THE DATA =
►
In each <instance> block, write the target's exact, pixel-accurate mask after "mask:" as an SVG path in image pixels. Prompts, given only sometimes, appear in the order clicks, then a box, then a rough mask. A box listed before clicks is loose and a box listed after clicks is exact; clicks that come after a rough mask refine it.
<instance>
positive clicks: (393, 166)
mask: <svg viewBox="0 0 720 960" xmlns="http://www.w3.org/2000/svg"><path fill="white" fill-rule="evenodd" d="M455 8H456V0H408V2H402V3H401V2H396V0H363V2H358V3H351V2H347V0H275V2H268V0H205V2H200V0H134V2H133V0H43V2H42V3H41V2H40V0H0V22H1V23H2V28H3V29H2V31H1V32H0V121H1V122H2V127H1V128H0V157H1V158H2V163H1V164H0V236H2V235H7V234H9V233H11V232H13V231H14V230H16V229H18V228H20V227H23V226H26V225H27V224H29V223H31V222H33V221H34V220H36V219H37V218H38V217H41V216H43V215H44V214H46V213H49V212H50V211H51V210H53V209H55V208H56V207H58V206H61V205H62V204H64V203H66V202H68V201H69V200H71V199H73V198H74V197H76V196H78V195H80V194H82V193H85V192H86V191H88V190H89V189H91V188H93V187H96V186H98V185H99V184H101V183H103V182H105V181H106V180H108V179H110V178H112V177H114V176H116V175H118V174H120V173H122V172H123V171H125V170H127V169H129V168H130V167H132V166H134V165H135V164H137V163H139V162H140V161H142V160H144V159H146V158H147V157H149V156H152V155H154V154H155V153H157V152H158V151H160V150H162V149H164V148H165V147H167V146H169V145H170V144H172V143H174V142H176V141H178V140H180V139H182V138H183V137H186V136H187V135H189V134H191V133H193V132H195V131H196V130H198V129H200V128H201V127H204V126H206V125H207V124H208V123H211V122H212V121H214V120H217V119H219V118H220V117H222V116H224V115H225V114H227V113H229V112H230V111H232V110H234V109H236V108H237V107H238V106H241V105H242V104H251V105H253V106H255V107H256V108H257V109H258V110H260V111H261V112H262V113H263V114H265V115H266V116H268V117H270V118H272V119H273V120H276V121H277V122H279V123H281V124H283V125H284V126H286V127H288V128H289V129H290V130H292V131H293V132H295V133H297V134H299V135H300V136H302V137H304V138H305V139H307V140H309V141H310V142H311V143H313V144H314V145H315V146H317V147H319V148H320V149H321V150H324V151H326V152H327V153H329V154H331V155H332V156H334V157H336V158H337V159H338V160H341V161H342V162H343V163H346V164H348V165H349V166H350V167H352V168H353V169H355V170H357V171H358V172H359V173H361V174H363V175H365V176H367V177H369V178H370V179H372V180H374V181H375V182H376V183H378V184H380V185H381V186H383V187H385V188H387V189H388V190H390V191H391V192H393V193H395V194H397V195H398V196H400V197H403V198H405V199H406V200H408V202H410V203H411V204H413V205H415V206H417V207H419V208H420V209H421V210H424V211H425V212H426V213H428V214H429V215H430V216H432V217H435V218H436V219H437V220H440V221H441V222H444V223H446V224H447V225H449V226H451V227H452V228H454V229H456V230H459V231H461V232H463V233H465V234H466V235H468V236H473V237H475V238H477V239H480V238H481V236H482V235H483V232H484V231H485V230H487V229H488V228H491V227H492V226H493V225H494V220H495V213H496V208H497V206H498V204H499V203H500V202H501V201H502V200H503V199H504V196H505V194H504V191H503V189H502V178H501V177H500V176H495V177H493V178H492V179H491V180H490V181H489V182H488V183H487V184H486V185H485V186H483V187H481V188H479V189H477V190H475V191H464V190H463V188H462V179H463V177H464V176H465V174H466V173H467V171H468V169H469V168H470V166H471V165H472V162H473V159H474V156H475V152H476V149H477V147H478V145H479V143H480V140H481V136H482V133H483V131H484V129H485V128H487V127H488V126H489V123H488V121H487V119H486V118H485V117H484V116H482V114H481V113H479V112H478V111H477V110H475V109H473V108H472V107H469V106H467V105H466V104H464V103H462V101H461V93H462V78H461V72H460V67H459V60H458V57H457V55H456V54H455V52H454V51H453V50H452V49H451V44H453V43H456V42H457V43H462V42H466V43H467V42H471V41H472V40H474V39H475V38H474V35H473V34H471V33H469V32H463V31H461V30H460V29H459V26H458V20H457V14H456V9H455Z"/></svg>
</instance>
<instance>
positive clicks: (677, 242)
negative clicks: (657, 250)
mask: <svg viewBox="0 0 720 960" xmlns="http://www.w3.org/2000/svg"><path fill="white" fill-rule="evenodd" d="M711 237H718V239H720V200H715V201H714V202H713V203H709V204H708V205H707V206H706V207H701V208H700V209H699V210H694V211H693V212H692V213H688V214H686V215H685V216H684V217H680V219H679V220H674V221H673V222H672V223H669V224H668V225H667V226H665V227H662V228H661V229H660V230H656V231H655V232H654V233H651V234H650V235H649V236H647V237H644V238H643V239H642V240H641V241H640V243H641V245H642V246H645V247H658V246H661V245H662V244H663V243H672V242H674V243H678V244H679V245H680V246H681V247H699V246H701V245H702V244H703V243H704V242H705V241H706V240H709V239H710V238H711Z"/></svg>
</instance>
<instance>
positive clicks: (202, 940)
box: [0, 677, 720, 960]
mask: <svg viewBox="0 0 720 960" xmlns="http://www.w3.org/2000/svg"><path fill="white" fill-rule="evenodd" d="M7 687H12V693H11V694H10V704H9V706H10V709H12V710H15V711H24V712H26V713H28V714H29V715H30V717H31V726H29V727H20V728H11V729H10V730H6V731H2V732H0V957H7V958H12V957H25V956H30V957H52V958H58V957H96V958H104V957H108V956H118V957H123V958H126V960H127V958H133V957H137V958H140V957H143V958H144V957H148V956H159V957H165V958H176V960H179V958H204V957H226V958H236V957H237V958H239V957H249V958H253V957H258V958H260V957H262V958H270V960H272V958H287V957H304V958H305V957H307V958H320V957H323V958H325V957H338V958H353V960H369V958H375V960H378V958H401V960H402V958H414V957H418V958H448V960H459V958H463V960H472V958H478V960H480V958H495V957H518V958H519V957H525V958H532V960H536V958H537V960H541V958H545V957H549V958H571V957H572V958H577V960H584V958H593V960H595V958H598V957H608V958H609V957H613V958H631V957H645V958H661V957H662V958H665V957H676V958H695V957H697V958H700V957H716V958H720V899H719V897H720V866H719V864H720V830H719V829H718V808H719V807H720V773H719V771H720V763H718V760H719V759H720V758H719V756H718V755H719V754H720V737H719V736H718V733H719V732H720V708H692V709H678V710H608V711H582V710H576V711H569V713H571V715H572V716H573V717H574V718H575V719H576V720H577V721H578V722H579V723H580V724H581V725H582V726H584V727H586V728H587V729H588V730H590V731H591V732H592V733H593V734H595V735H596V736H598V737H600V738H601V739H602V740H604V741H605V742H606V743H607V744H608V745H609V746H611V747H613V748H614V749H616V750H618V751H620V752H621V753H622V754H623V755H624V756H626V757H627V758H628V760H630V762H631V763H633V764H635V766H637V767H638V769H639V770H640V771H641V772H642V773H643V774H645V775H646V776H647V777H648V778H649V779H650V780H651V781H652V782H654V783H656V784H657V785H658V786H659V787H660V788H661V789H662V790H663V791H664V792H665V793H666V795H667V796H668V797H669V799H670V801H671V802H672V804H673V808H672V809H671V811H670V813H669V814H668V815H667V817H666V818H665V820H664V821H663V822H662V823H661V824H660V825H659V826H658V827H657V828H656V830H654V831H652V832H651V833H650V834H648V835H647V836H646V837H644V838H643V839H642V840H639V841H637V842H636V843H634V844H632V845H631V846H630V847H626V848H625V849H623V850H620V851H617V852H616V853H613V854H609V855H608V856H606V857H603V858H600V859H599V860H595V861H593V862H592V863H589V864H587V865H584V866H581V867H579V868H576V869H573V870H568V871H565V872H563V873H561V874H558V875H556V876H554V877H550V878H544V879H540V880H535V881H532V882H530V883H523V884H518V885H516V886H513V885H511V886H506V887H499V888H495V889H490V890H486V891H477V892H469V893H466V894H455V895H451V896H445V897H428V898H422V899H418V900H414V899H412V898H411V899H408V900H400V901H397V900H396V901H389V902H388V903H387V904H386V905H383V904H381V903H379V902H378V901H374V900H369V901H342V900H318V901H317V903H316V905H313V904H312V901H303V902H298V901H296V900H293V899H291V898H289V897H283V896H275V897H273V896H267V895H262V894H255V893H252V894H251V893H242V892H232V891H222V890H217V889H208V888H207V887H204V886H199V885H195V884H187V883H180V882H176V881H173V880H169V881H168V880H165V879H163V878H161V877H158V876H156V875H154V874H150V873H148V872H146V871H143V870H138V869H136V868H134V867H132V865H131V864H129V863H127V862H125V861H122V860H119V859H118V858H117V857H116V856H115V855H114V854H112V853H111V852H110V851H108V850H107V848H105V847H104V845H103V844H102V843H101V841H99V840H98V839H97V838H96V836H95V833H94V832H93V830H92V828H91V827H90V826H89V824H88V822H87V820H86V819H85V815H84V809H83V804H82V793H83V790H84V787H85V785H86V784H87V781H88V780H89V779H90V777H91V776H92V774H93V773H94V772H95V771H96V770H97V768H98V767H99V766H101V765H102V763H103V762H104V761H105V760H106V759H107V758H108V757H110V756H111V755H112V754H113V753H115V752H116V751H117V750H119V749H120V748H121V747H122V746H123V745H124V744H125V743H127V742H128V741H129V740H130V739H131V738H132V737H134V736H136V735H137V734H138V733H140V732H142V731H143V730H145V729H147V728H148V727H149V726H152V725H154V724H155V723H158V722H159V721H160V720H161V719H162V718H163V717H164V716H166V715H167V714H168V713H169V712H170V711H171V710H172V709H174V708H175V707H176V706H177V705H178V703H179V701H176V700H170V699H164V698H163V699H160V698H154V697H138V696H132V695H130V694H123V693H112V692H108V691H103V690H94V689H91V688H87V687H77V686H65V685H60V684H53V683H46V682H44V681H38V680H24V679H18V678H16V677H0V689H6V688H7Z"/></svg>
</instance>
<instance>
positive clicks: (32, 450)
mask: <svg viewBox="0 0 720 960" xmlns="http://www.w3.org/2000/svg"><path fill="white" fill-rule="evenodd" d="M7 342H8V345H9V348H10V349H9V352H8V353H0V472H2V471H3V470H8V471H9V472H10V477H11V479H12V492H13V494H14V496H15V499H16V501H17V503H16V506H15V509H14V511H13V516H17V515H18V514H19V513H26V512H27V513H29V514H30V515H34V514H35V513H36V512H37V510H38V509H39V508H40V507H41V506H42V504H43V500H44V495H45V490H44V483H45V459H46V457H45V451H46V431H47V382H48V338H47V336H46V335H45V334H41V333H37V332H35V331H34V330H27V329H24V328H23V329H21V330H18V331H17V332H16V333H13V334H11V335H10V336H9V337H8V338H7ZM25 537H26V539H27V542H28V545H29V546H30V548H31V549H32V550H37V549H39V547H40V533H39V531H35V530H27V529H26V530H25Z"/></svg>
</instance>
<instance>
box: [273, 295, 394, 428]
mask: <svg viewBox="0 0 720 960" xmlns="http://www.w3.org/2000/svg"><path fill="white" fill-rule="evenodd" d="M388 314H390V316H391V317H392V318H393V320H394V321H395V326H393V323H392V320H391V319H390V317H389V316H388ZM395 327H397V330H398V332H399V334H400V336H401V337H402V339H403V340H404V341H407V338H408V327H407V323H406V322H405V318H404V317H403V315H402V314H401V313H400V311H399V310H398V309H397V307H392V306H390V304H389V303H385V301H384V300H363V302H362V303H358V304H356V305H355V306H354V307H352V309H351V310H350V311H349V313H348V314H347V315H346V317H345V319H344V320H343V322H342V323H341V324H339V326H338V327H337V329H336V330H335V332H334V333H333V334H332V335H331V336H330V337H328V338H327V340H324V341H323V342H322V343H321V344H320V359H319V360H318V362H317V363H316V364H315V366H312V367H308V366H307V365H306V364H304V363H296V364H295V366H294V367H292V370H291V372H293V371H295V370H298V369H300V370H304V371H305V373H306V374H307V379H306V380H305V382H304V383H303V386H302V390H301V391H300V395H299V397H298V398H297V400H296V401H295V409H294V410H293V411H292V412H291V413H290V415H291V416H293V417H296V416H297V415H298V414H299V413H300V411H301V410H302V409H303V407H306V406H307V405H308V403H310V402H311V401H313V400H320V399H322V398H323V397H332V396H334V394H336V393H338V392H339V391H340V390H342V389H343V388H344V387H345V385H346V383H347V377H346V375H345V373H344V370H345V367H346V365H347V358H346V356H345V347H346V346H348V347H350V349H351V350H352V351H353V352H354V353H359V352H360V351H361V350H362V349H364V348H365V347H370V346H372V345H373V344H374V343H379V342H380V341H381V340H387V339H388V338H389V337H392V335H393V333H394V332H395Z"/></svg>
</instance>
◄
►
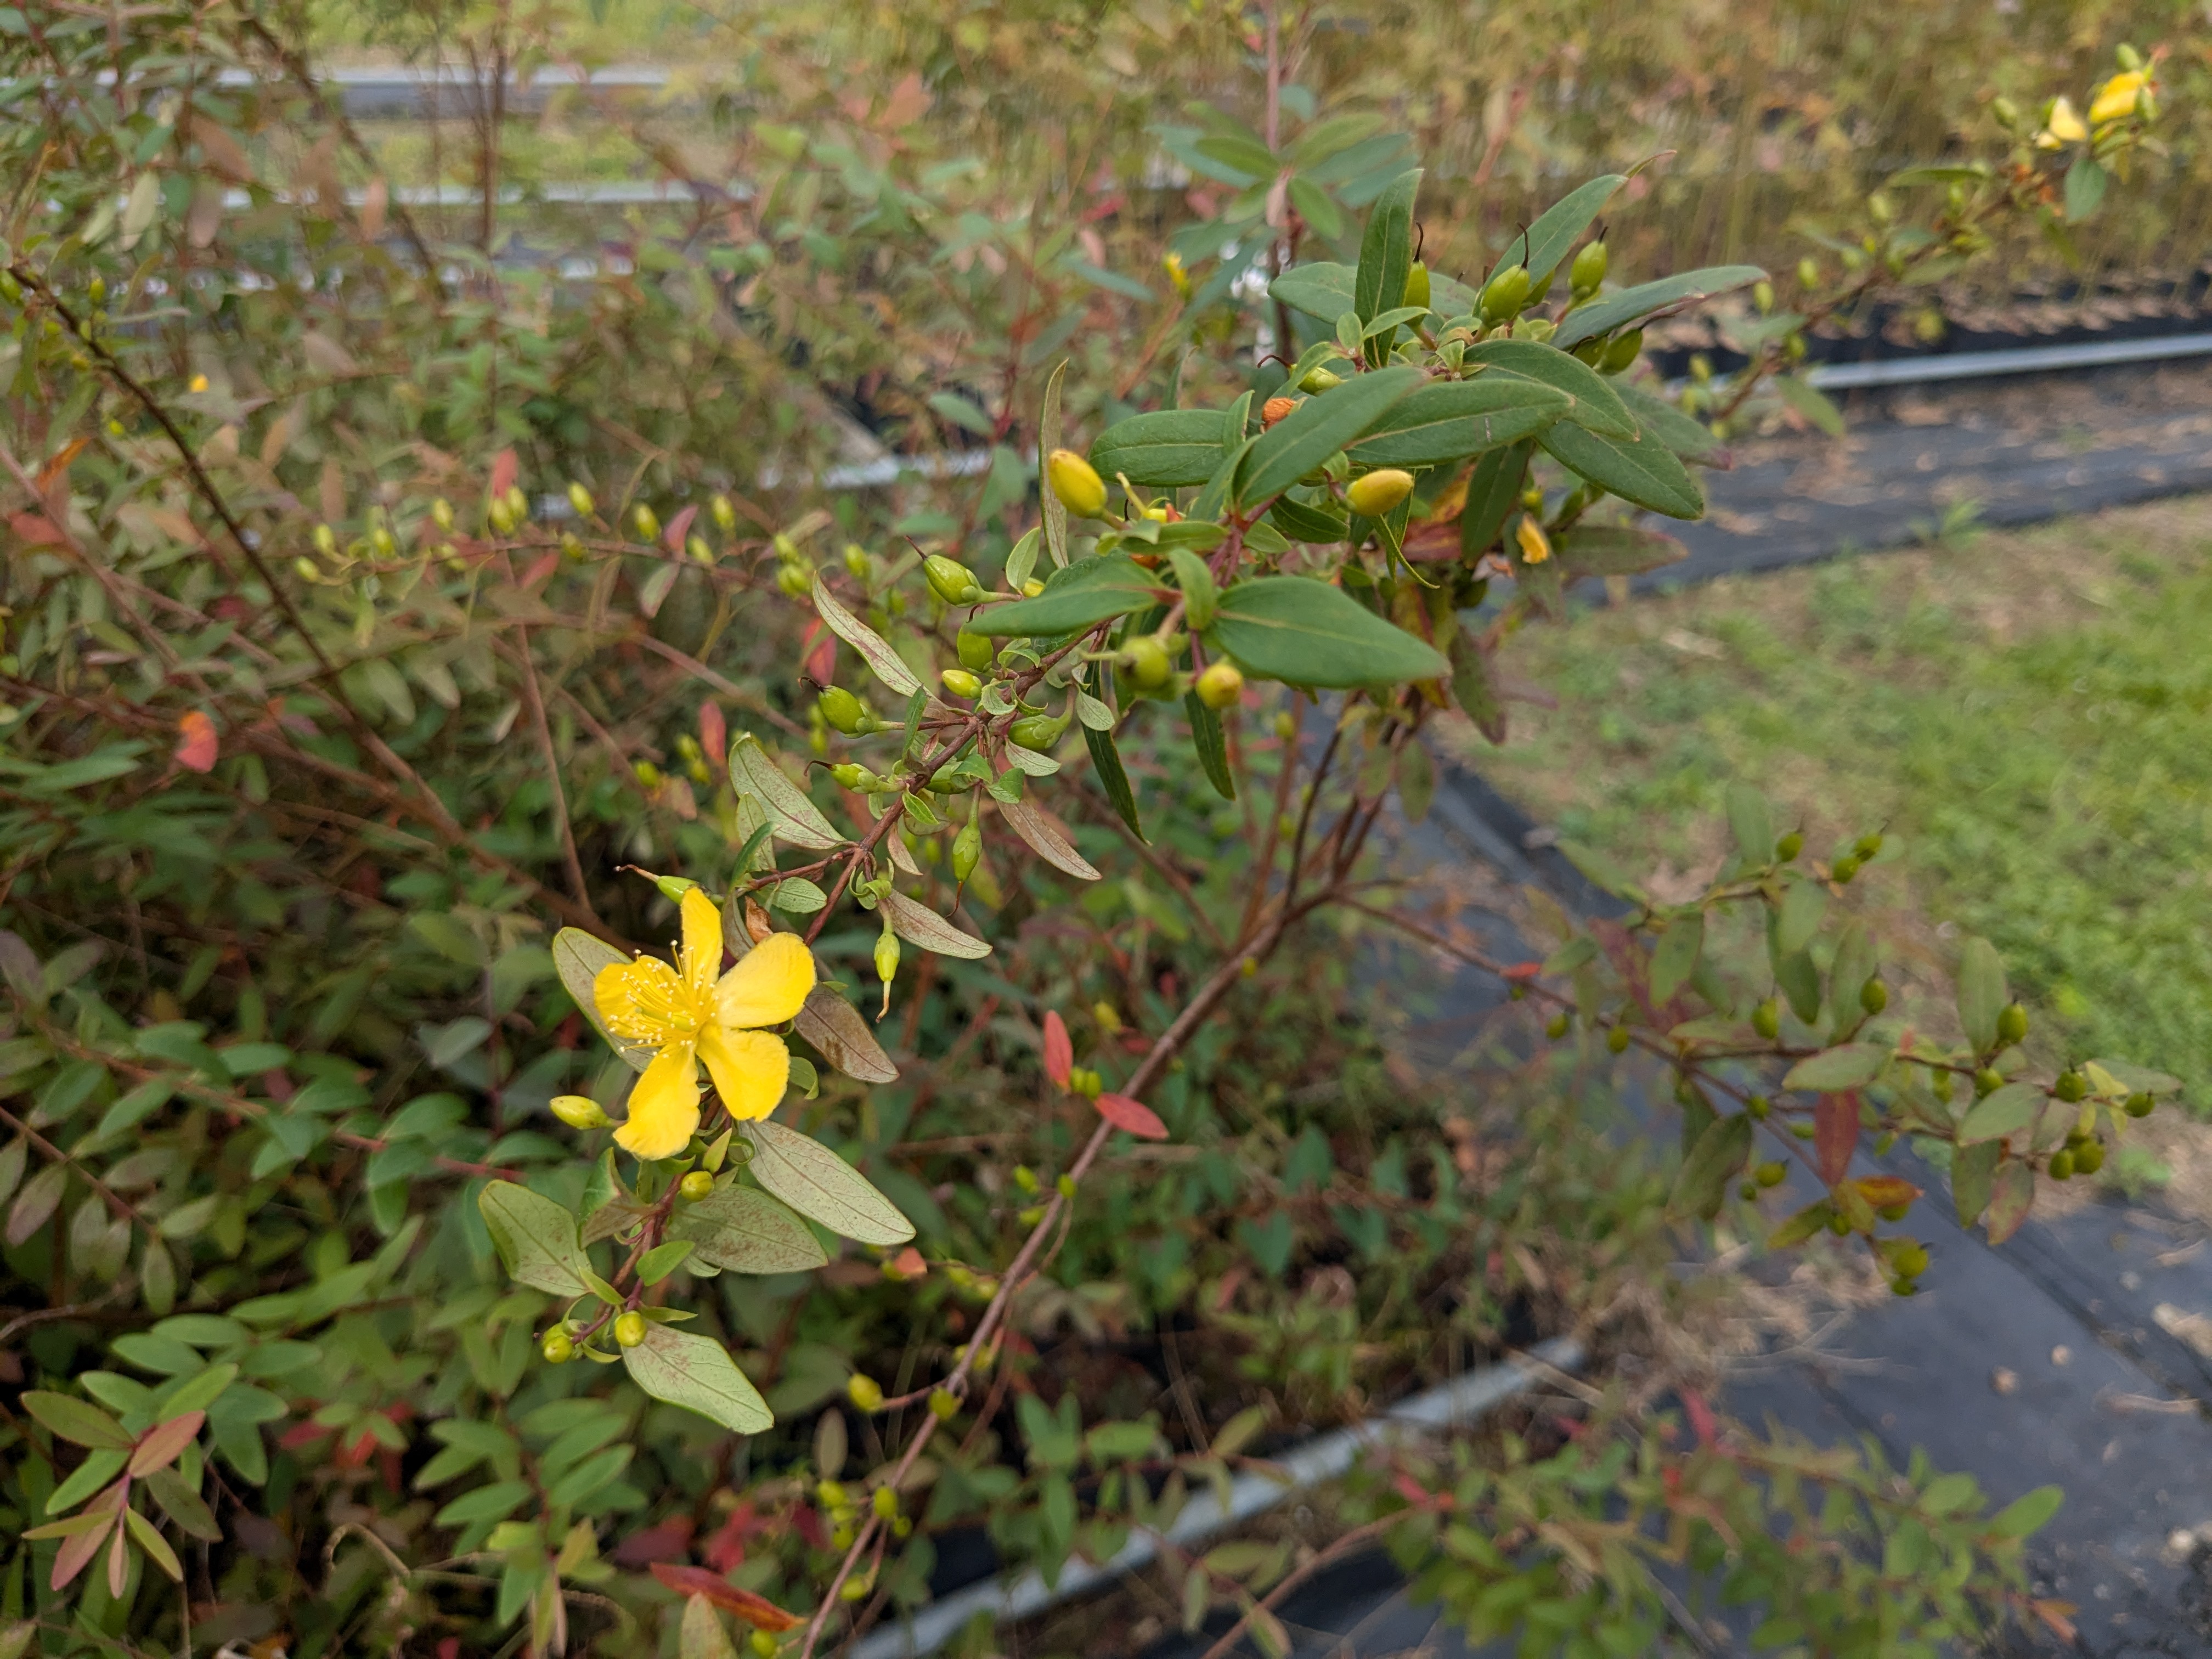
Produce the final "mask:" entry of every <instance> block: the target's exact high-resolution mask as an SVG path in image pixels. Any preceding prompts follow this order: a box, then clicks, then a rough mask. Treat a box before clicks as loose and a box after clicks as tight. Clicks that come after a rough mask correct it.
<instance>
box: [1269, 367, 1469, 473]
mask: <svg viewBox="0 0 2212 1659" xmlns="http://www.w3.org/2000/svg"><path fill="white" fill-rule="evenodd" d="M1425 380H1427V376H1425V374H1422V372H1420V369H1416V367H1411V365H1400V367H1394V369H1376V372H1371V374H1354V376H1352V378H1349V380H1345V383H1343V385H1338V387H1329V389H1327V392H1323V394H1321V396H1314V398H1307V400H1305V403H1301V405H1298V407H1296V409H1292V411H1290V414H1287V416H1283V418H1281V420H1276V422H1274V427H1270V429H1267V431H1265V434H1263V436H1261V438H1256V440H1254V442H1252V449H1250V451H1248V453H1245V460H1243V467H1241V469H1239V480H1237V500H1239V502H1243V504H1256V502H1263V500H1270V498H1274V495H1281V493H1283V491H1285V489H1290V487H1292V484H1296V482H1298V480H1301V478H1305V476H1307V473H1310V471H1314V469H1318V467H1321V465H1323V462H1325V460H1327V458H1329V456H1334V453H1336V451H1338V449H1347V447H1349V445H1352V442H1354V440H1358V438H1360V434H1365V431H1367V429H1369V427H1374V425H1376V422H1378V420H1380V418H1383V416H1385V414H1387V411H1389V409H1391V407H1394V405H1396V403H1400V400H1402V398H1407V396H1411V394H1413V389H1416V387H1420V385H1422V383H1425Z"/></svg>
◄
►
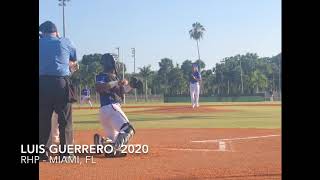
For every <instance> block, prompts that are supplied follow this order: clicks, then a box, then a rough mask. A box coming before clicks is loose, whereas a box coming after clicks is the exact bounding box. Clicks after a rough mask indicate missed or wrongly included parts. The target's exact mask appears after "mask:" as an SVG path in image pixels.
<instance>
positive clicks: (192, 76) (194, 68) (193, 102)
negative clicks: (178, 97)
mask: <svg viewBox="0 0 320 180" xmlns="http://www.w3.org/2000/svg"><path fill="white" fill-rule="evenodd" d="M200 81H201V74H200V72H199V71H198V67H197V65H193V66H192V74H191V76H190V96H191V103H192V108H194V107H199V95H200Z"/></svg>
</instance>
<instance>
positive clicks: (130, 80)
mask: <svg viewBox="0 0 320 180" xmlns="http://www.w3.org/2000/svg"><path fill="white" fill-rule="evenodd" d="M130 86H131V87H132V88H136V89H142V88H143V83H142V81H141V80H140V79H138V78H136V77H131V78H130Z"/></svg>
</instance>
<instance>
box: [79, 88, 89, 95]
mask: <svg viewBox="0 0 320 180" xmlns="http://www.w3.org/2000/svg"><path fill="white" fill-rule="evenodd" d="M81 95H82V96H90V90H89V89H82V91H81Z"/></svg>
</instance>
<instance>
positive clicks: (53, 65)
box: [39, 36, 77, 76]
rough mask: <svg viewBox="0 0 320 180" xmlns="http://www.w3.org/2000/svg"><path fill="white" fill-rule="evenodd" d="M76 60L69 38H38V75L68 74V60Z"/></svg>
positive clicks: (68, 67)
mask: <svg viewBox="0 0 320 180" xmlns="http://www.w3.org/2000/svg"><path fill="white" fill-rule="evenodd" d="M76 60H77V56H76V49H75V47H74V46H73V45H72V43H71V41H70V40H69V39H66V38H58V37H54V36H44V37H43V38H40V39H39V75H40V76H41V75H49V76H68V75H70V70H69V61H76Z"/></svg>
◄
WHAT THE EXERCISE ASKS =
Copy each line of the listing that contains the string "every".

ANSWER AREA =
Produce the final "mask:" entry of every <instance> block: the target's exact high-resolution mask as an SVG path in image pixels. Any preceding prompts follow this order: a box, then clicks, then a rough mask. Treat a box before clicks as loose and a box after clicks as tight. Clicks that come after a rough mask correct it.
For every <instance> block, prompts that are supplied follow this order: clicks, then a box, then a rough mask. A box coming before clicks is loose, whereas a box coming after clicks is the exact bounding box. Clicks after a rough mask indicate missed or wrongly included parts. The target's exact mask appears after "mask:" as an SVG path in image pixels.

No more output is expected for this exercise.